• **Directions for this task**
From the records below, reproduce verbatim every line from the one containing "instances of eyeglasses" through the one containing "top-left (1067, 408), bottom-right", including both of those lines and nothing else.

• **Record excerpts**

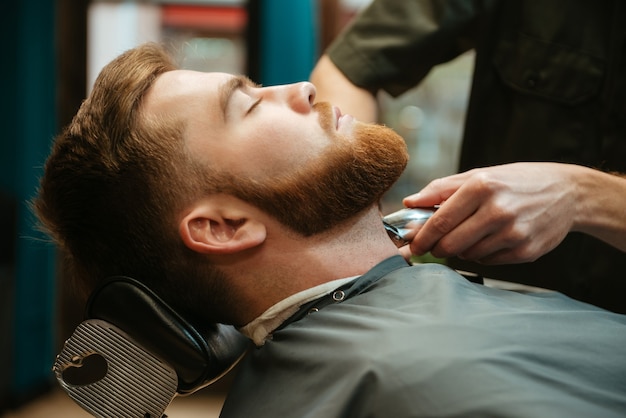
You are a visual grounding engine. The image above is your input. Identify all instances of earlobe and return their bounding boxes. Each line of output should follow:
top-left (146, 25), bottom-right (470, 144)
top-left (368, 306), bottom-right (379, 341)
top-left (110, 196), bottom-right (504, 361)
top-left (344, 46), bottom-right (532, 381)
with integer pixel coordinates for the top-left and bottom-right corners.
top-left (179, 208), bottom-right (266, 254)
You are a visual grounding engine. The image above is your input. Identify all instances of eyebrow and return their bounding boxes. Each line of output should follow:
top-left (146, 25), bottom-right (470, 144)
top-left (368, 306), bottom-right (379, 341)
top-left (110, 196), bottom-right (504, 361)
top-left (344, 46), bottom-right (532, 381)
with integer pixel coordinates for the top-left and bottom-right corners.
top-left (218, 75), bottom-right (259, 120)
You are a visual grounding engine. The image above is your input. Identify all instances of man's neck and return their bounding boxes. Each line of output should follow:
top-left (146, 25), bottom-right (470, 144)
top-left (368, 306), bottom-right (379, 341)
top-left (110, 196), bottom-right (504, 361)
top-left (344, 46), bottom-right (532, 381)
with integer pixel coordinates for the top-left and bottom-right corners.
top-left (227, 208), bottom-right (398, 325)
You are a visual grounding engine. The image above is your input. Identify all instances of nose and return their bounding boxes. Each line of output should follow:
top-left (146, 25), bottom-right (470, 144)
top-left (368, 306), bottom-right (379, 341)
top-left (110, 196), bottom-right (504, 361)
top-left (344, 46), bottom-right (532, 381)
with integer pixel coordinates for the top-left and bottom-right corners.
top-left (285, 81), bottom-right (317, 113)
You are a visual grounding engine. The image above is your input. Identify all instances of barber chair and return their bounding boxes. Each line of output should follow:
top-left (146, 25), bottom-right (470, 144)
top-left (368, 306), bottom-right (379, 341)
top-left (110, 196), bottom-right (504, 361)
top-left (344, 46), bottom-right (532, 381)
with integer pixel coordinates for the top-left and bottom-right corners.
top-left (53, 209), bottom-right (433, 418)
top-left (53, 276), bottom-right (249, 418)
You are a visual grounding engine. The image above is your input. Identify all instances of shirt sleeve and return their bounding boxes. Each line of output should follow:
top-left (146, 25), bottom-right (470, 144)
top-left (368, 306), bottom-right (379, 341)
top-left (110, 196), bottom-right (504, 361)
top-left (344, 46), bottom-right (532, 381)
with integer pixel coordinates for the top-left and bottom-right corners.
top-left (326, 0), bottom-right (489, 96)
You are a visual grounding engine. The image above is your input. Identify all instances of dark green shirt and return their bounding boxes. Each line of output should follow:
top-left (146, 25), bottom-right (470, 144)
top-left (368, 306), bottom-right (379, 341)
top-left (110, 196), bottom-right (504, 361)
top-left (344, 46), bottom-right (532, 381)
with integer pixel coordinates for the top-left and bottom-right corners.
top-left (221, 257), bottom-right (626, 418)
top-left (327, 0), bottom-right (626, 313)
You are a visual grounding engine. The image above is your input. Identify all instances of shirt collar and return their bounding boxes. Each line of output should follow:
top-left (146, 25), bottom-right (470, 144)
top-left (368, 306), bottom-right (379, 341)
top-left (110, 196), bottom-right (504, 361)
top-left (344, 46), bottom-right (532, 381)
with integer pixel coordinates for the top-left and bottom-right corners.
top-left (239, 276), bottom-right (359, 346)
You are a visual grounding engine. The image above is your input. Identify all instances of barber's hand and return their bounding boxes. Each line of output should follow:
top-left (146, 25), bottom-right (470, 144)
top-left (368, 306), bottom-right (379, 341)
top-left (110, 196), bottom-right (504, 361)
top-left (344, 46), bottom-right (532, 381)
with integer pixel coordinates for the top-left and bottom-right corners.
top-left (403, 163), bottom-right (579, 264)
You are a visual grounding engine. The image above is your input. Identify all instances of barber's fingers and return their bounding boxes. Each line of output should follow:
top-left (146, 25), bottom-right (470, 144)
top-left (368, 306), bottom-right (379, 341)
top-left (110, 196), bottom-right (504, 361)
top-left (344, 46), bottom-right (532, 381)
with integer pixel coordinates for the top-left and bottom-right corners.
top-left (403, 173), bottom-right (468, 208)
top-left (411, 193), bottom-right (487, 257)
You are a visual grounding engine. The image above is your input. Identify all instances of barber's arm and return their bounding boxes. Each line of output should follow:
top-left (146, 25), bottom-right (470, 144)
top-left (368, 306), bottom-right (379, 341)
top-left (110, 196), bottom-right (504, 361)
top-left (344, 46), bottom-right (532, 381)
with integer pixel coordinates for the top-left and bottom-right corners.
top-left (310, 55), bottom-right (378, 123)
top-left (403, 163), bottom-right (626, 264)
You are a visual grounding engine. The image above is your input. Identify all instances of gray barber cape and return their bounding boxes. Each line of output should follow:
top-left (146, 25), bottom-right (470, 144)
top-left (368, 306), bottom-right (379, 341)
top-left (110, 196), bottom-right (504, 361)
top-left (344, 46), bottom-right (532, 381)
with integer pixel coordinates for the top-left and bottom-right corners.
top-left (221, 256), bottom-right (626, 418)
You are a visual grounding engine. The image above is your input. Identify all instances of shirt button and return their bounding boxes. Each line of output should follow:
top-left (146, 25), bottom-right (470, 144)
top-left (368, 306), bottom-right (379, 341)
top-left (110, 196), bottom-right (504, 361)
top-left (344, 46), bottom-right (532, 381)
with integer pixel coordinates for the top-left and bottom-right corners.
top-left (333, 290), bottom-right (346, 302)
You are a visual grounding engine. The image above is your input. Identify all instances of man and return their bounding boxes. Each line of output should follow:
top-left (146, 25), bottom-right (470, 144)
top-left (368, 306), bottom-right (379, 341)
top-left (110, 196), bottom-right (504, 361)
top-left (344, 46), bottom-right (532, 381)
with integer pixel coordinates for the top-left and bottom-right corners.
top-left (311, 0), bottom-right (626, 313)
top-left (36, 45), bottom-right (626, 417)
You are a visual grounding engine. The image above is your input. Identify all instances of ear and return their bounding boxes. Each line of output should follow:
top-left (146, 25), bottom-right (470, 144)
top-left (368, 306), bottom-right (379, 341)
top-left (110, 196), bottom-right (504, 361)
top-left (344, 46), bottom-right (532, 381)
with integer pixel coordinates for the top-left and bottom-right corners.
top-left (179, 201), bottom-right (267, 254)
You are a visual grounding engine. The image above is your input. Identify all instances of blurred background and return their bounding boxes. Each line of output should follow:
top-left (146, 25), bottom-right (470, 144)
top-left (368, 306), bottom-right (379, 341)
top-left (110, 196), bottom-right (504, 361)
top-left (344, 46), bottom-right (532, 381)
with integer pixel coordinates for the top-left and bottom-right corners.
top-left (0, 0), bottom-right (473, 418)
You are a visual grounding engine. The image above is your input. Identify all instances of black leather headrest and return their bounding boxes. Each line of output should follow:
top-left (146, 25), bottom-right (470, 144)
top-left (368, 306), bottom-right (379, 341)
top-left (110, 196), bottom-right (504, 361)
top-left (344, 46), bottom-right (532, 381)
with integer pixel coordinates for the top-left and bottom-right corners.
top-left (86, 276), bottom-right (250, 394)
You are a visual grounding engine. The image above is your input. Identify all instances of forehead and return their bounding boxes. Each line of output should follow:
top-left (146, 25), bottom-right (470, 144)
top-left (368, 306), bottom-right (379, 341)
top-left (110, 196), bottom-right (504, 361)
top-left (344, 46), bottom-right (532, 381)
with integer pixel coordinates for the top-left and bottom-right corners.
top-left (144, 70), bottom-right (234, 114)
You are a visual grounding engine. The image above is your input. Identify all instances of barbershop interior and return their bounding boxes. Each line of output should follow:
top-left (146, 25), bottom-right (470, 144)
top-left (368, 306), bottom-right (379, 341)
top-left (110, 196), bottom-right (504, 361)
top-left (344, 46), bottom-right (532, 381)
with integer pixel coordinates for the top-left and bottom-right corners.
top-left (11, 0), bottom-right (626, 418)
top-left (0, 0), bottom-right (472, 418)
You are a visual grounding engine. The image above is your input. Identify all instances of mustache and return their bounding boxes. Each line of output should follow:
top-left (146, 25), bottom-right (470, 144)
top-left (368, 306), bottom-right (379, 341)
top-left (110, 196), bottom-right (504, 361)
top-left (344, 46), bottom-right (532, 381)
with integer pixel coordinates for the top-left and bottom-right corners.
top-left (313, 102), bottom-right (335, 132)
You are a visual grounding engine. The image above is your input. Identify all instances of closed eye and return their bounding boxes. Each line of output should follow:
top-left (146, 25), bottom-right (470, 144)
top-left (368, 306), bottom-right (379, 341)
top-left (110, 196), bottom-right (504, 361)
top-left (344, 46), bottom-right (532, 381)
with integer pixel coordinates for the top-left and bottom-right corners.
top-left (246, 98), bottom-right (263, 116)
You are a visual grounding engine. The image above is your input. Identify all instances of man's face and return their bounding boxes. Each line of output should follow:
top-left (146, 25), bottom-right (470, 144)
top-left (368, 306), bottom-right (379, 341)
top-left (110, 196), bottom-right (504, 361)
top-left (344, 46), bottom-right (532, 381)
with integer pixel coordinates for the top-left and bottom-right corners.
top-left (144, 70), bottom-right (407, 235)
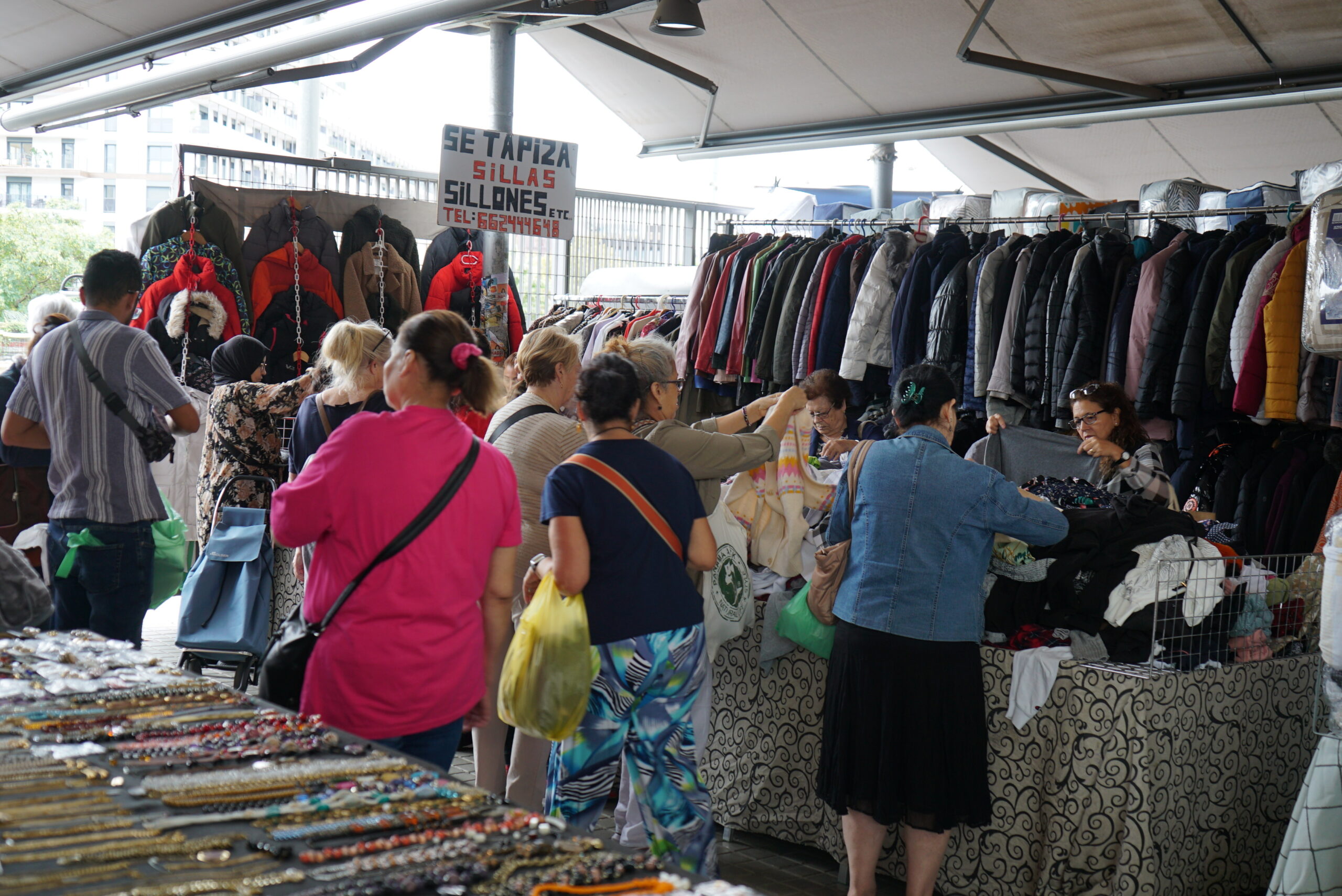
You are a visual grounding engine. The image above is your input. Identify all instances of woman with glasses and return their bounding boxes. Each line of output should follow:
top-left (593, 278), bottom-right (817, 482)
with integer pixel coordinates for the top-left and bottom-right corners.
top-left (988, 383), bottom-right (1177, 507)
top-left (801, 370), bottom-right (886, 460)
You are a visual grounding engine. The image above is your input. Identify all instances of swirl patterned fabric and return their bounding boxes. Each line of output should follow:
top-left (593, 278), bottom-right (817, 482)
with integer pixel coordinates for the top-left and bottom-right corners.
top-left (700, 621), bottom-right (1318, 896)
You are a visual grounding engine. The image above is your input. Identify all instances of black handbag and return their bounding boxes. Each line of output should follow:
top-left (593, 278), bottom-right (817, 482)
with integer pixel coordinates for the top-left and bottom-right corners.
top-left (256, 439), bottom-right (480, 711)
top-left (70, 323), bottom-right (177, 463)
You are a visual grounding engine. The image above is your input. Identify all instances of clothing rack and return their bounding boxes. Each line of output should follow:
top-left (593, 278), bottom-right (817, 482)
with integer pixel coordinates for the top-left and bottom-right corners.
top-left (721, 203), bottom-right (1304, 236)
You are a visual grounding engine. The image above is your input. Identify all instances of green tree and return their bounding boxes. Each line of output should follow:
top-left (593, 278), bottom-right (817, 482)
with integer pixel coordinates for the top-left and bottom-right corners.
top-left (0, 205), bottom-right (111, 309)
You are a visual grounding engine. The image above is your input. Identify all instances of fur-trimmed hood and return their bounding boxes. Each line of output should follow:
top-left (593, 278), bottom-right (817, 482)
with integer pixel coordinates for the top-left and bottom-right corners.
top-left (166, 290), bottom-right (228, 340)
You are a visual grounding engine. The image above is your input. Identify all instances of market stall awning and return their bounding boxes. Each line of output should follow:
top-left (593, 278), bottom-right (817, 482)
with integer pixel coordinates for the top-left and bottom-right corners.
top-left (534, 0), bottom-right (1342, 194)
top-left (0, 0), bottom-right (370, 99)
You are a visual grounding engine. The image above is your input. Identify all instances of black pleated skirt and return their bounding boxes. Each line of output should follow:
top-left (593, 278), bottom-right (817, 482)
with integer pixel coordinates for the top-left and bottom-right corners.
top-left (817, 620), bottom-right (992, 833)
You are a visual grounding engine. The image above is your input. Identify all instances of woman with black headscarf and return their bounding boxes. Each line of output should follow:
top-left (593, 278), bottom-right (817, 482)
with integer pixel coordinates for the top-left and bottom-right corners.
top-left (196, 335), bottom-right (314, 629)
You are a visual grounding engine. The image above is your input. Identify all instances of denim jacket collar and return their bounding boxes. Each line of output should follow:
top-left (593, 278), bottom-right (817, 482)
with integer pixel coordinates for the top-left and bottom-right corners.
top-left (899, 424), bottom-right (950, 450)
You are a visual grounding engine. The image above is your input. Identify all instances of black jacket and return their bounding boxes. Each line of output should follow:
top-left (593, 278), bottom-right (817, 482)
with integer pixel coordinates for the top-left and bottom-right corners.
top-left (1170, 223), bottom-right (1246, 419)
top-left (927, 257), bottom-right (969, 401)
top-left (1012, 235), bottom-right (1081, 404)
top-left (421, 227), bottom-right (484, 297)
top-left (336, 205), bottom-right (427, 283)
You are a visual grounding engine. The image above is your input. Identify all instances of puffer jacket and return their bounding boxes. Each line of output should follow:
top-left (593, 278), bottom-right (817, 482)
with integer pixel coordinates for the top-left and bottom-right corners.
top-left (975, 233), bottom-right (1030, 398)
top-left (1170, 223), bottom-right (1248, 420)
top-left (1235, 237), bottom-right (1308, 420)
top-left (839, 237), bottom-right (904, 381)
top-left (336, 205), bottom-right (420, 283)
top-left (243, 200), bottom-right (341, 300)
top-left (1135, 233), bottom-right (1220, 420)
top-left (1204, 225), bottom-right (1273, 407)
top-left (419, 227), bottom-right (484, 295)
top-left (1013, 231), bottom-right (1081, 407)
top-left (1231, 236), bottom-right (1295, 383)
top-left (926, 257), bottom-right (969, 401)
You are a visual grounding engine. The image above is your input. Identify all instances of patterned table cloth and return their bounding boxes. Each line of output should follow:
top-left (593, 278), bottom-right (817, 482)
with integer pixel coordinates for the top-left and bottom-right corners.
top-left (703, 620), bottom-right (1318, 896)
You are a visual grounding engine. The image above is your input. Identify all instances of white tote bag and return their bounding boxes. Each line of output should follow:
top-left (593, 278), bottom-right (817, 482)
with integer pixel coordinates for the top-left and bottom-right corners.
top-left (699, 500), bottom-right (754, 664)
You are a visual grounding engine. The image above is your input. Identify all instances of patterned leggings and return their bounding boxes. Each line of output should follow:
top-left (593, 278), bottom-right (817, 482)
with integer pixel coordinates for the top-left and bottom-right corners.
top-left (545, 625), bottom-right (717, 873)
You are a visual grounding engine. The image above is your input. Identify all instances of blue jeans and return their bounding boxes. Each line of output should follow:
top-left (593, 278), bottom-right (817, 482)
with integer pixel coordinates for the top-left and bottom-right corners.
top-left (376, 719), bottom-right (463, 771)
top-left (47, 519), bottom-right (154, 648)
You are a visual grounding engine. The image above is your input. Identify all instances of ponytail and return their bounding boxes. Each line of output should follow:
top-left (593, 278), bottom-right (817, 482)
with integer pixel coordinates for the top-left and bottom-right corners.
top-left (396, 310), bottom-right (507, 416)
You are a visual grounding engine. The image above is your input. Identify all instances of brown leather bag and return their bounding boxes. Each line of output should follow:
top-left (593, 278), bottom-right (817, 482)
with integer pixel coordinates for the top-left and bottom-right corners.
top-left (807, 440), bottom-right (872, 625)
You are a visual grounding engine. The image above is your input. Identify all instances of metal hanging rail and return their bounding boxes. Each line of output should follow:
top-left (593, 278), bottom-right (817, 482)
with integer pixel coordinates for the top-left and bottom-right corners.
top-left (721, 203), bottom-right (1306, 235)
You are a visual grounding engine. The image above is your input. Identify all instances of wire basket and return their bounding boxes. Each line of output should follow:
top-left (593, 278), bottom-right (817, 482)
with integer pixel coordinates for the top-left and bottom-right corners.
top-left (1143, 542), bottom-right (1323, 672)
top-left (275, 417), bottom-right (298, 465)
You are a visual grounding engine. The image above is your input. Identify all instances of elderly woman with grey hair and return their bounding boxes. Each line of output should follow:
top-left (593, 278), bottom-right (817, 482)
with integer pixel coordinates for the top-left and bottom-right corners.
top-left (604, 335), bottom-right (807, 846)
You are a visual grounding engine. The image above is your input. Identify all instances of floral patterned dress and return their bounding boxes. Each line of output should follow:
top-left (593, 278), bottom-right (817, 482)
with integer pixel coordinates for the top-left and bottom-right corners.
top-left (196, 371), bottom-right (314, 632)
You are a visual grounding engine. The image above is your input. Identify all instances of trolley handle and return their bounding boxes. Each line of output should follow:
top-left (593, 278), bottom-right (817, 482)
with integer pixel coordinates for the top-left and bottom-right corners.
top-left (209, 474), bottom-right (276, 532)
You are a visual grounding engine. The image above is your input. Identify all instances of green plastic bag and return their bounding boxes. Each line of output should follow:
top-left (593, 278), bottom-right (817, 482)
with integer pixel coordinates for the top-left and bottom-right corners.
top-left (777, 582), bottom-right (835, 660)
top-left (498, 575), bottom-right (600, 740)
top-left (149, 491), bottom-right (191, 608)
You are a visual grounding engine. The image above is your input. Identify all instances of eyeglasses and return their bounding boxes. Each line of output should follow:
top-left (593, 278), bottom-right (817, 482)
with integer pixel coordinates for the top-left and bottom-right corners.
top-left (1067, 383), bottom-right (1100, 401)
top-left (1067, 408), bottom-right (1110, 429)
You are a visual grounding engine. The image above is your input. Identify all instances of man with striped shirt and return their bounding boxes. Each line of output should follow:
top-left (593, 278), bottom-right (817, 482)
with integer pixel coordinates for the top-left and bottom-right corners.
top-left (0, 249), bottom-right (200, 647)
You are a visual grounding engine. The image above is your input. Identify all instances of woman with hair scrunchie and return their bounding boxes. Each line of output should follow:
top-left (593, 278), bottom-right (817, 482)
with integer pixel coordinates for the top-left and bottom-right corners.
top-left (273, 311), bottom-right (522, 770)
top-left (988, 381), bottom-right (1178, 510)
top-left (817, 364), bottom-right (1067, 896)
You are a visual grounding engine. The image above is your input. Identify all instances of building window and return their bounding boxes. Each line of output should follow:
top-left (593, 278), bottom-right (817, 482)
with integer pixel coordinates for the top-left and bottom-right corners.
top-left (149, 106), bottom-right (172, 134)
top-left (145, 184), bottom-right (172, 212)
top-left (146, 146), bottom-right (177, 174)
top-left (4, 177), bottom-right (32, 205)
top-left (5, 137), bottom-right (32, 165)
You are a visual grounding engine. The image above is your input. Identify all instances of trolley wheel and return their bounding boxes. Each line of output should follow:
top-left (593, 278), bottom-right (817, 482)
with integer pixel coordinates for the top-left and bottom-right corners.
top-left (233, 657), bottom-right (255, 691)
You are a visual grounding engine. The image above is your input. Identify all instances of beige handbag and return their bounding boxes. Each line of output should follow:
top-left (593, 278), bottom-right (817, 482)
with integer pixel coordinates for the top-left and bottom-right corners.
top-left (807, 440), bottom-right (872, 625)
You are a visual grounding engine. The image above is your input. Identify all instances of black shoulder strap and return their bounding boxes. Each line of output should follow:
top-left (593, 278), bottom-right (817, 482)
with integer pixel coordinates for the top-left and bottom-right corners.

• **Exercise answer**
You are a visual grounding engine. The image above is your input. Identify all instances of eyeglasses and return their bounding boxes. Each line of output should follow:
top-left (593, 278), bottom-right (817, 482)
with integer pixel coordinates for the top-left and bottom-right corners.
top-left (1067, 383), bottom-right (1100, 401)
top-left (1067, 408), bottom-right (1110, 429)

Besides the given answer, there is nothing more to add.